Picture region annotation data
============

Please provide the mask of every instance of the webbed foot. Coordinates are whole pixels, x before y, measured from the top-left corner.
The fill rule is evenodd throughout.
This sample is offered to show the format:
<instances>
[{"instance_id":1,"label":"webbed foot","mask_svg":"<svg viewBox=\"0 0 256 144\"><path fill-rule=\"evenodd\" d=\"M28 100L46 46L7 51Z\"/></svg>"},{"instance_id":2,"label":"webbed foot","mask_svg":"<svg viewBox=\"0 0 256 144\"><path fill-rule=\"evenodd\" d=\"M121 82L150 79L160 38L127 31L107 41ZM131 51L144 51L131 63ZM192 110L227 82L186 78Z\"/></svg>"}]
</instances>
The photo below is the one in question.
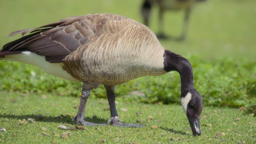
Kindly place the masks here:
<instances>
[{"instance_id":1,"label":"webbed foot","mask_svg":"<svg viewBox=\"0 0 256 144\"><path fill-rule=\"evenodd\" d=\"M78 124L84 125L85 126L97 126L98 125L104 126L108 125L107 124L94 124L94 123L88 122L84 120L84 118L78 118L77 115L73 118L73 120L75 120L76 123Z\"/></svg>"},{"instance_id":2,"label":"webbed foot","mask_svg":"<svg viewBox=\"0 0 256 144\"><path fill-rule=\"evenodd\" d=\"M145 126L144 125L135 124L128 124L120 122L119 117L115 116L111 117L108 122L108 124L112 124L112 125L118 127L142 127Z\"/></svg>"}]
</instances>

============

* Description of the task: Please rewrite all of the material above, swapping "top-left corner" for "upper-left corner" and keeping everything else the same. Omit the pictures from your answer.

* Output:
Please provide the mask of every instance of the webbed foot. Coordinates are whole pixels, x before y, measured from the upper-left corner.
The fill rule is evenodd throughout.
This sample is offered to show the format:
<instances>
[{"instance_id":1,"label":"webbed foot","mask_svg":"<svg viewBox=\"0 0 256 144\"><path fill-rule=\"evenodd\" d=\"M28 100L46 46L7 51Z\"/></svg>"},{"instance_id":2,"label":"webbed foot","mask_svg":"<svg viewBox=\"0 0 256 144\"><path fill-rule=\"evenodd\" d=\"M121 82L150 79L160 38L127 31L107 41ZM131 51L144 51L131 63ZM192 110L227 82L186 78Z\"/></svg>"}]
</instances>
The photo below is the one in question.
Kindly place the masks here:
<instances>
[{"instance_id":1,"label":"webbed foot","mask_svg":"<svg viewBox=\"0 0 256 144\"><path fill-rule=\"evenodd\" d=\"M78 124L84 125L85 126L97 126L98 125L104 126L108 125L107 124L94 124L94 123L88 122L84 120L84 118L78 118L77 115L73 118L73 120L75 120L76 123Z\"/></svg>"},{"instance_id":2,"label":"webbed foot","mask_svg":"<svg viewBox=\"0 0 256 144\"><path fill-rule=\"evenodd\" d=\"M145 126L144 125L135 124L128 124L120 122L119 117L115 116L111 117L108 122L108 124L112 124L112 125L118 127L142 127Z\"/></svg>"}]
</instances>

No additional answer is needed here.